----- EXCERPT TO READ -----

The introduction of monocultures with large external inputs and standardized high yielding varieties of a few major crops has intensified the division between land favorable to agriculture and lands which are only marginally adapted for agriculture. This division has made the battle against genetic erosion a two-front one.
Favorable agricultural areas have accounted for most of the food production increases. They are well suited to large scale agricultural enterprises, fertile soils and level terrain amenable to agricultural activities. The farming system is one requiring high inputs of energy and depends largely on mechanization, irrigation and major crop species. Favorable agricultural areas tend to have good access to markets and export facilities with resulting options for diversification.

----- SUPPLIED INFORMATION -----

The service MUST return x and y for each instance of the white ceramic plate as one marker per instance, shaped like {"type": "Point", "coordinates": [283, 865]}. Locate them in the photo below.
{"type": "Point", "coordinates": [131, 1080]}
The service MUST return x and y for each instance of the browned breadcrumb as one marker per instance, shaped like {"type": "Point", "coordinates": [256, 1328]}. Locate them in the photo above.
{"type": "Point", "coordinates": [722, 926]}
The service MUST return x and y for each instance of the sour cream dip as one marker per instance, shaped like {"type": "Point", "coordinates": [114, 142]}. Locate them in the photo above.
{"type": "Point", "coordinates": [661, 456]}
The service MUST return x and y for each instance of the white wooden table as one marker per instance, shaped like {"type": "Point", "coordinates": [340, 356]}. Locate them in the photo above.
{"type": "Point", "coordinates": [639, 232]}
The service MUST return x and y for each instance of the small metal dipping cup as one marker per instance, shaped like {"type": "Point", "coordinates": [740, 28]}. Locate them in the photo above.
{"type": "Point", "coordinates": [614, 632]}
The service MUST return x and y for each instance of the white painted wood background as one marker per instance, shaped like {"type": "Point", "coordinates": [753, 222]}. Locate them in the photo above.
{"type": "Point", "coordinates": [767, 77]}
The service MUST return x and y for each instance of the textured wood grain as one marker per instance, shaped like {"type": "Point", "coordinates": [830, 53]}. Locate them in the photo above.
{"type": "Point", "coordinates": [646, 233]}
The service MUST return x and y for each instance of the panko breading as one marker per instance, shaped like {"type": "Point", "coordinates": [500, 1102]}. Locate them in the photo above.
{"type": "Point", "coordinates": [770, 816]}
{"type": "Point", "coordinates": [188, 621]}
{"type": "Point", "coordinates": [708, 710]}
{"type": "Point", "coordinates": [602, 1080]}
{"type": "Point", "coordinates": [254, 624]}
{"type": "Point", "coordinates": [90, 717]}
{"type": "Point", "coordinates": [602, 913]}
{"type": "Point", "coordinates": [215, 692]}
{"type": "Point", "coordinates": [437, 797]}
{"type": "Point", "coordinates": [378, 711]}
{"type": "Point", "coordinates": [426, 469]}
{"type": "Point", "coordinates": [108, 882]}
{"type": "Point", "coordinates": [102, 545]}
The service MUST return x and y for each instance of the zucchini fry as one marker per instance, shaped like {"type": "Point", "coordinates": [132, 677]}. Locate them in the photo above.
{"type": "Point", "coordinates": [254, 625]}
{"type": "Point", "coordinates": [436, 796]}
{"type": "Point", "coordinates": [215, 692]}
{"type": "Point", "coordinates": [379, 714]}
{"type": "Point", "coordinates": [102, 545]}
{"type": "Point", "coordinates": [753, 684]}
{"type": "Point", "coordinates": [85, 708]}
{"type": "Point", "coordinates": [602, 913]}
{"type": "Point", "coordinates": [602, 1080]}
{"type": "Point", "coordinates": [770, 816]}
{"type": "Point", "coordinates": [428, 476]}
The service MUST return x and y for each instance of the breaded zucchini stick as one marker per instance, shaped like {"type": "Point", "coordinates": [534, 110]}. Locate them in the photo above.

-----

• **REQUIRED TASKS**
1. According to the passage on genetic erosion, what have favorable agricultural areas accounted for?
2. Reproduce the passage on genetic erosion word for word, beginning at the words "The introduction of" and stopping after "a two-front one.".
3. Extend the passage on genetic erosion, picking up after its last sentence.
These rows come from a source separate from the passage.

• **RESULTS BY TASK**
1. They have accounted for most of the food production increases.

2.
The introduction of monocultures with large external inputs and standardized high yielding varieties of a few major crops has intensified the division between land favorable to agriculture and lands which are only marginally adapted for agriculture. This division has made the battle against genetic erosion a two-front one.

3.
Marginal agricultural areas, on the other hand, are characterized by a range of factors which serve to limit their capacity for agricultural production. These may include infertile soil, adverse climatic conditions, hilly terrain, wetlands, difficulty of transportation, distance from markets, poor infrastructure and unfavorable output/input ratios which make large scale investment in agriculture unattractive. Many of these marginal areas occur in developing countries where resources for developing agricultural potential are few or lacking, often in tropical, arid or mountainous zones. Farming systems are often rainfed at subsistence level, with low inputs, difficulty of mechanization and centered on minor, locally-important crops. These zones provide the livelihood for 1.2 billion people. In the struggle of dealing with difficult and diverse constraints, traditional farmers have domesticated many species and created a wide range of intra-specific diversity (i.e., traditional landraces).